- _Work to do_
Please repeat, with no changes, the lines starting at the one that contains "The forest floor — where is it in this image?" and running through the final line below.

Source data
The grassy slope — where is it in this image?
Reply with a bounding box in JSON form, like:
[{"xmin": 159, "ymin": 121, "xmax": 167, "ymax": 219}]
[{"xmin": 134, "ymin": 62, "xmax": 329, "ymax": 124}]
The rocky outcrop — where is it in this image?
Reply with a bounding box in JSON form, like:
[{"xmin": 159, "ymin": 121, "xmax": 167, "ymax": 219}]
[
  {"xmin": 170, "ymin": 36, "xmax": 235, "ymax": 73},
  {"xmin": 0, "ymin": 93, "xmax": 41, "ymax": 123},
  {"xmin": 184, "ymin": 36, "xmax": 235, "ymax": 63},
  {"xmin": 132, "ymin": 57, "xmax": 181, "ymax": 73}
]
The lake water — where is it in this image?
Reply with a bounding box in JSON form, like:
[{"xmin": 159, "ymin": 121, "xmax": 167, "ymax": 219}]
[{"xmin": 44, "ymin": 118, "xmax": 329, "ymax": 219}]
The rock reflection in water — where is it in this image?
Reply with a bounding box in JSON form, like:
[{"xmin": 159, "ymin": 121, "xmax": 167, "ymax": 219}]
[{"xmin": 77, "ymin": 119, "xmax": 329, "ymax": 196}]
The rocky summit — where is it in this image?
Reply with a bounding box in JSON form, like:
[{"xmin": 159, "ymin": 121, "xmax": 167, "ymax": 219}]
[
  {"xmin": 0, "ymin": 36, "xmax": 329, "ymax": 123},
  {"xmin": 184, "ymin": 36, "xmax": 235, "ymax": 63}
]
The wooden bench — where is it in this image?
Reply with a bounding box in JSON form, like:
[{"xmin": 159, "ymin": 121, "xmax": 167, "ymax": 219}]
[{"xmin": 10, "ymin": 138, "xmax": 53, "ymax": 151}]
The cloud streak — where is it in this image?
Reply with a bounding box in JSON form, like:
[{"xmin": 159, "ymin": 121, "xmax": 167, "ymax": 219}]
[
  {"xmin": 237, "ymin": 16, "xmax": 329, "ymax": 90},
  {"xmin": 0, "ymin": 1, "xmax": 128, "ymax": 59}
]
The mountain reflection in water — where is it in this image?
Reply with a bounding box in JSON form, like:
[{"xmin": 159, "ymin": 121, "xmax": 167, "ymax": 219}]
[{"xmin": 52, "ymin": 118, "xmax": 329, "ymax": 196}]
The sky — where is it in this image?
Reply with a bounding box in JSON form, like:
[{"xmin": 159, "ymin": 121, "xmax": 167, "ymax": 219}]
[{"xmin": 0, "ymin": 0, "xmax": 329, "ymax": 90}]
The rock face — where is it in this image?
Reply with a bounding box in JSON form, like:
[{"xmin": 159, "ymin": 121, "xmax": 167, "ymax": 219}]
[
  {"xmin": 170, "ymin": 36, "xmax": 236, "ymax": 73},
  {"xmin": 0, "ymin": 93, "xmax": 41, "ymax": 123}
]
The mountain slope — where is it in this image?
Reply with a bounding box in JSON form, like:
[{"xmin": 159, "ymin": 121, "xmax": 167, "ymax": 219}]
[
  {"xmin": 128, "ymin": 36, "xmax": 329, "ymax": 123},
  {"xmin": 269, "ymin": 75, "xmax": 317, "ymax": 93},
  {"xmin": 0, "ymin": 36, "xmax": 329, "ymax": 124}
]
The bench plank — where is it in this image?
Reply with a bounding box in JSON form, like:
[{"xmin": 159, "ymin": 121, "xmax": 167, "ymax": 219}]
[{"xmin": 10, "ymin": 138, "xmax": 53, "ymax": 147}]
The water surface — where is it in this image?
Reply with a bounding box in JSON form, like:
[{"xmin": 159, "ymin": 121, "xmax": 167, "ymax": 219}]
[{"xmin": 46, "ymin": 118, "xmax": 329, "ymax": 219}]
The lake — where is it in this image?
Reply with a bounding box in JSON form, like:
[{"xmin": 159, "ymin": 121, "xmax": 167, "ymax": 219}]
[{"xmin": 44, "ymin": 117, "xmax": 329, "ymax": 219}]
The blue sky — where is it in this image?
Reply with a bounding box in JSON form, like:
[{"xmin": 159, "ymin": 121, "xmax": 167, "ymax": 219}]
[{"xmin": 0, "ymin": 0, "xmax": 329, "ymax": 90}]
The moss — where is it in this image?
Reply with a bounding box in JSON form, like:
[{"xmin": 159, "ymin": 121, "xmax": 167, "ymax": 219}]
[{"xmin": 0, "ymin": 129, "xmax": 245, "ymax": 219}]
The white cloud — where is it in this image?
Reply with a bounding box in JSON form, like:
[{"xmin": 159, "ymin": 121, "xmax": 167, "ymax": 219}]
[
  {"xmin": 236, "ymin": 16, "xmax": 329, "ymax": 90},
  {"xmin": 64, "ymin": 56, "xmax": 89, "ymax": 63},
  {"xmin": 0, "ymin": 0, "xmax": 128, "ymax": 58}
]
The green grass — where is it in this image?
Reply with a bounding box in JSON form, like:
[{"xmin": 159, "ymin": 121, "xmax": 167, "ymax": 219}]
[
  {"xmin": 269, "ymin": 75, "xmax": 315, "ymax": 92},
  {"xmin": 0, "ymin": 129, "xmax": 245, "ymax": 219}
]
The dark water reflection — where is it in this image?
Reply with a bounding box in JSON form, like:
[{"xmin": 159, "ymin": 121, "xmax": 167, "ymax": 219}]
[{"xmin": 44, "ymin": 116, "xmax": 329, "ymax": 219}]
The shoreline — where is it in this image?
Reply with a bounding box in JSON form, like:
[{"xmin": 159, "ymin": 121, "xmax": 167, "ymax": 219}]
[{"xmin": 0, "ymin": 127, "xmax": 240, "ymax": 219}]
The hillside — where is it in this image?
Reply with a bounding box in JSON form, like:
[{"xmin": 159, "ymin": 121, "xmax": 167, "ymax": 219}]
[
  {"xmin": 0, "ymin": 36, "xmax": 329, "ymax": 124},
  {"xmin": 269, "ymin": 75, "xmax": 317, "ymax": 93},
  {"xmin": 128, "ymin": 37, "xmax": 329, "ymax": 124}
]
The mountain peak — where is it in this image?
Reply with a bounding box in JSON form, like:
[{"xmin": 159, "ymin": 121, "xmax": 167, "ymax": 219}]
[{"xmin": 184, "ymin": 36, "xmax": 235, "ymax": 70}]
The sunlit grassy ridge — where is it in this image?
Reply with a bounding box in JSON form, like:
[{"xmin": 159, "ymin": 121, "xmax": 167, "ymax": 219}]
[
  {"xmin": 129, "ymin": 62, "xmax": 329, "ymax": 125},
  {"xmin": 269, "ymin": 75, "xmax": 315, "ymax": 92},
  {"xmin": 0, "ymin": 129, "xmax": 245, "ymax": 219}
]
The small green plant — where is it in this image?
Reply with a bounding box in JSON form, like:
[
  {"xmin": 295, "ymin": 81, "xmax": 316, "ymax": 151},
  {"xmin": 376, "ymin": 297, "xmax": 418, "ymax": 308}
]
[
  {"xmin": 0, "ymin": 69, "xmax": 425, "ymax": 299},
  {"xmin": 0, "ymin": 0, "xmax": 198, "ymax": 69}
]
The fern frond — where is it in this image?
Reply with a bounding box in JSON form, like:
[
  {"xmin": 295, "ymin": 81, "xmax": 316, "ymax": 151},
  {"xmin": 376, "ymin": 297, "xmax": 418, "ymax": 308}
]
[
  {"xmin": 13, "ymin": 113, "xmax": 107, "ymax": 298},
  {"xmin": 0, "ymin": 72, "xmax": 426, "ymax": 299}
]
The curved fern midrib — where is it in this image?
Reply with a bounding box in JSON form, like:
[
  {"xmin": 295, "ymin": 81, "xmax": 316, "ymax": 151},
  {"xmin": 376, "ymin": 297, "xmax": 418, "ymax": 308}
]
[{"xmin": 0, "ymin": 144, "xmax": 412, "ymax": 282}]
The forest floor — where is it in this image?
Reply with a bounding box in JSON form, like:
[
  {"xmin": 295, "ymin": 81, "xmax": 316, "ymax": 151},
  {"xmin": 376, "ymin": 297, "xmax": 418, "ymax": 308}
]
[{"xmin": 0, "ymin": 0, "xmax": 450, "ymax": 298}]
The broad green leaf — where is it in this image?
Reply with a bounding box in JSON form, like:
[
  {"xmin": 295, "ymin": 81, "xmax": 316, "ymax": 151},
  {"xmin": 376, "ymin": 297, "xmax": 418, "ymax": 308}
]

- _The answer_
The forest floor — where is it in this image?
Reply with a bounding box in JSON form, like:
[
  {"xmin": 295, "ymin": 81, "xmax": 316, "ymax": 151},
  {"xmin": 376, "ymin": 297, "xmax": 418, "ymax": 308}
]
[{"xmin": 0, "ymin": 0, "xmax": 450, "ymax": 298}]
The broad green leaf — where is it in this image?
Reply with a bounding box in JSON form, like:
[
  {"xmin": 295, "ymin": 81, "xmax": 316, "ymax": 151},
  {"xmin": 376, "ymin": 297, "xmax": 418, "ymax": 308}
]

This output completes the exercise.